### DESCRIPTION OF THE TASK
Please count the lines in the data below that contain the word "barrel" and reply with that number alone.

═════ EXERCISE MATERIAL

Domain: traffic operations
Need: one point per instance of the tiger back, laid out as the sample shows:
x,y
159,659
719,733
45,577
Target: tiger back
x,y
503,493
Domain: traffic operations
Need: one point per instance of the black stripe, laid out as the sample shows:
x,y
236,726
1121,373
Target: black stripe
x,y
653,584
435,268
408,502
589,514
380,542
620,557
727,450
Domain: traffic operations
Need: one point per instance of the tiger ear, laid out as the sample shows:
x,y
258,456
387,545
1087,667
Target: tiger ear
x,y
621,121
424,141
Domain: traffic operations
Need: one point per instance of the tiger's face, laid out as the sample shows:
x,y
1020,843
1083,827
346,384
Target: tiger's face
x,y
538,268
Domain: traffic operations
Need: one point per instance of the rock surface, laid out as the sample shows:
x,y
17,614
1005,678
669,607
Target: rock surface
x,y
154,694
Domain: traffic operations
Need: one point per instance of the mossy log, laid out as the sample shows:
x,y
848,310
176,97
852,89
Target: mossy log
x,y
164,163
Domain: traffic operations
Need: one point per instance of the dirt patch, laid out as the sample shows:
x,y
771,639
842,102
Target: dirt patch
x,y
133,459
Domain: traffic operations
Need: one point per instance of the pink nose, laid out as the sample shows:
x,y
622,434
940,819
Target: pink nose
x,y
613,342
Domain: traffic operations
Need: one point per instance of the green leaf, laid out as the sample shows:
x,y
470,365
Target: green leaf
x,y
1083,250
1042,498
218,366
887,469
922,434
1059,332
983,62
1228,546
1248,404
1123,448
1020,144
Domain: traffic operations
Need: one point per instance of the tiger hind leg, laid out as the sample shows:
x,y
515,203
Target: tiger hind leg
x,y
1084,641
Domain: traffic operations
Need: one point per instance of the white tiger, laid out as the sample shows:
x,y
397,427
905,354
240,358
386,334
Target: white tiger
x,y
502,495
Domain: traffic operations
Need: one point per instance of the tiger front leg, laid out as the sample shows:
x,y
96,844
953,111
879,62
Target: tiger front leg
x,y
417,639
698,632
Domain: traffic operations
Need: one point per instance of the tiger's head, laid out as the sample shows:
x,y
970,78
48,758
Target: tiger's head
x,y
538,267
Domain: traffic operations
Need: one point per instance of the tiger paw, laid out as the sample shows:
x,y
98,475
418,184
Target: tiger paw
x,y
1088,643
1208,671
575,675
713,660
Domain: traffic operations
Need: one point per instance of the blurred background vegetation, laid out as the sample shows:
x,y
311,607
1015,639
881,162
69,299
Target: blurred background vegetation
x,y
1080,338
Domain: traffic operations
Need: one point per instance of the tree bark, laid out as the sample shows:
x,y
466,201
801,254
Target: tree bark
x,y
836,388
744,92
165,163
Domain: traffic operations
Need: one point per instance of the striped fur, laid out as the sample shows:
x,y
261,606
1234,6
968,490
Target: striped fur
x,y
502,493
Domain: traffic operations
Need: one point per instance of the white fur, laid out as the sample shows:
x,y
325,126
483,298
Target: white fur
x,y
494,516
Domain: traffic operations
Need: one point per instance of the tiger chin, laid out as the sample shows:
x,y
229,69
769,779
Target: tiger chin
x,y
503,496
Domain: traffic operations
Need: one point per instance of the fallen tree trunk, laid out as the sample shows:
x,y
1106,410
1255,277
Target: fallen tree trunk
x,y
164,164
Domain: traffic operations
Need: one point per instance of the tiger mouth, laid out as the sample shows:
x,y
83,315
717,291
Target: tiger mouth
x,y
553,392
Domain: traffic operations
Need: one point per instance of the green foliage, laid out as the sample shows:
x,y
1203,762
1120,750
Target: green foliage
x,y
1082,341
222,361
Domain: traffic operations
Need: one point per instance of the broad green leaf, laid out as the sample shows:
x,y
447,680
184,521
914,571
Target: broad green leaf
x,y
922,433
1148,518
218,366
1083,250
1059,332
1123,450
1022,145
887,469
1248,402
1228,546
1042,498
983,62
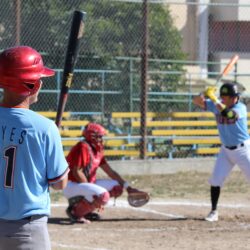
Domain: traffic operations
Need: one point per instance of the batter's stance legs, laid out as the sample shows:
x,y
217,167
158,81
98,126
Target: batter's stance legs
x,y
215,194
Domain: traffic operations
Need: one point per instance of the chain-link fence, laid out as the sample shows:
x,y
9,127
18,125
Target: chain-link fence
x,y
189,43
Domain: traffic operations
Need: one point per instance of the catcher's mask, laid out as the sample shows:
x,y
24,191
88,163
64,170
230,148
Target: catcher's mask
x,y
229,89
93,134
21,69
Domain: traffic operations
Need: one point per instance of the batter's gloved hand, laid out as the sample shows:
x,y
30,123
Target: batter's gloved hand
x,y
137,198
210,93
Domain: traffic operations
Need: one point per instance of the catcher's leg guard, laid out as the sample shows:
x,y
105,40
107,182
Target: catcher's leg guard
x,y
116,191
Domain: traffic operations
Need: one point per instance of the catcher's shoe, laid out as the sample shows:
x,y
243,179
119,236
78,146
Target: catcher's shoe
x,y
212,216
92,216
75,219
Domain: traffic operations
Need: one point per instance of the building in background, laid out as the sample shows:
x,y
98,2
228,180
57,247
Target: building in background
x,y
214,30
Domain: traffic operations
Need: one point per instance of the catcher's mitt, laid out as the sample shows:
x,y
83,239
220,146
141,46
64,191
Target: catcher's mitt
x,y
137,198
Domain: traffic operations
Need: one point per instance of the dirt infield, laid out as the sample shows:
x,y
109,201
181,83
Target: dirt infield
x,y
173,219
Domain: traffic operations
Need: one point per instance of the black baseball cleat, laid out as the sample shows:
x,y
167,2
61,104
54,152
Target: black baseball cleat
x,y
75,219
92,216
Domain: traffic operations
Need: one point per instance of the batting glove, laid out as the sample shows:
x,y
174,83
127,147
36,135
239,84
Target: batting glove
x,y
210,93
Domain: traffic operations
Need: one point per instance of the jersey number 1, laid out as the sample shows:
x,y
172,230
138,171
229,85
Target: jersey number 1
x,y
9,155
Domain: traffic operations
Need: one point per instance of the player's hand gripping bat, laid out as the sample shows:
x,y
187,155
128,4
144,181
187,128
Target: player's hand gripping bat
x,y
227,69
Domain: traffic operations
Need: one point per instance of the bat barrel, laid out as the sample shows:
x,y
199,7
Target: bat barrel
x,y
76,33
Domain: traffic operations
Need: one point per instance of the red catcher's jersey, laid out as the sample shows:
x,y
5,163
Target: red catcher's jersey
x,y
82,156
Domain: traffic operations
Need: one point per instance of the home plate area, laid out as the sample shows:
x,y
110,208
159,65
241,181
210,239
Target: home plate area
x,y
161,224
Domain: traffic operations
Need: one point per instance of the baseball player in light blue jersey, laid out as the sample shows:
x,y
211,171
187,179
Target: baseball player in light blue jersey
x,y
31,154
231,118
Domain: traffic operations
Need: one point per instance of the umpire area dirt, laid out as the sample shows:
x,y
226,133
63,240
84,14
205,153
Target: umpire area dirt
x,y
173,219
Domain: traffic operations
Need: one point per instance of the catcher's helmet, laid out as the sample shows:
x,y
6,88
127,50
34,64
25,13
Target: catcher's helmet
x,y
93,134
21,69
229,89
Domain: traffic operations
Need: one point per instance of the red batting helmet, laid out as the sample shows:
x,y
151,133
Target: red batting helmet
x,y
93,134
21,69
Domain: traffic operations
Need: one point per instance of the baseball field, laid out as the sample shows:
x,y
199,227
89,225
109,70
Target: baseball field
x,y
173,219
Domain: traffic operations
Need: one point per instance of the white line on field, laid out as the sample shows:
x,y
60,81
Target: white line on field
x,y
75,247
124,203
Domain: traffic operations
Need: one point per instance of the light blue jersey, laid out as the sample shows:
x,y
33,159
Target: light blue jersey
x,y
232,131
31,157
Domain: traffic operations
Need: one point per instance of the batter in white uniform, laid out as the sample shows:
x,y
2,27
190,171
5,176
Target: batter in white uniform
x,y
231,118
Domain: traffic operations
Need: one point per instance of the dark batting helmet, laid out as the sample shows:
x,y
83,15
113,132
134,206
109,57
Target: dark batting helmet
x,y
229,89
21,69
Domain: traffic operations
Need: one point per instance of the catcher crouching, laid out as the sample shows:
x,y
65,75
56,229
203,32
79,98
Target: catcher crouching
x,y
85,193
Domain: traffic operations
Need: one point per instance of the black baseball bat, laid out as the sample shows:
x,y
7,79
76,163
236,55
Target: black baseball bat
x,y
76,33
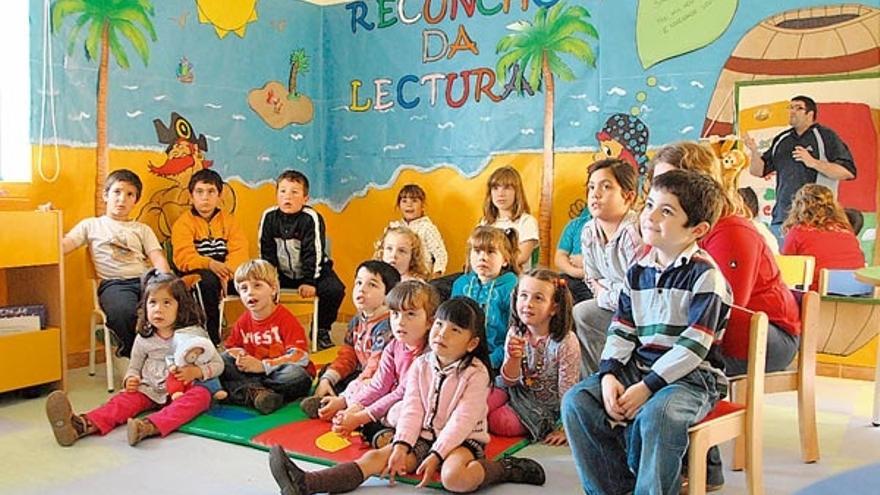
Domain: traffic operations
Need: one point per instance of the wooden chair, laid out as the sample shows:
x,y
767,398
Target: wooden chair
x,y
303,306
799,378
98,321
797,271
730,420
848,323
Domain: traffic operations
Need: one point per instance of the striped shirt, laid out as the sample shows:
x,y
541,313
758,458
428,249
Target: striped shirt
x,y
671,318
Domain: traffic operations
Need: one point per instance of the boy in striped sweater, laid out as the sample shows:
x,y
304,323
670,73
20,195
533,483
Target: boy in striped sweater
x,y
660,371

══════════

### COMPLETED EXERCISE
2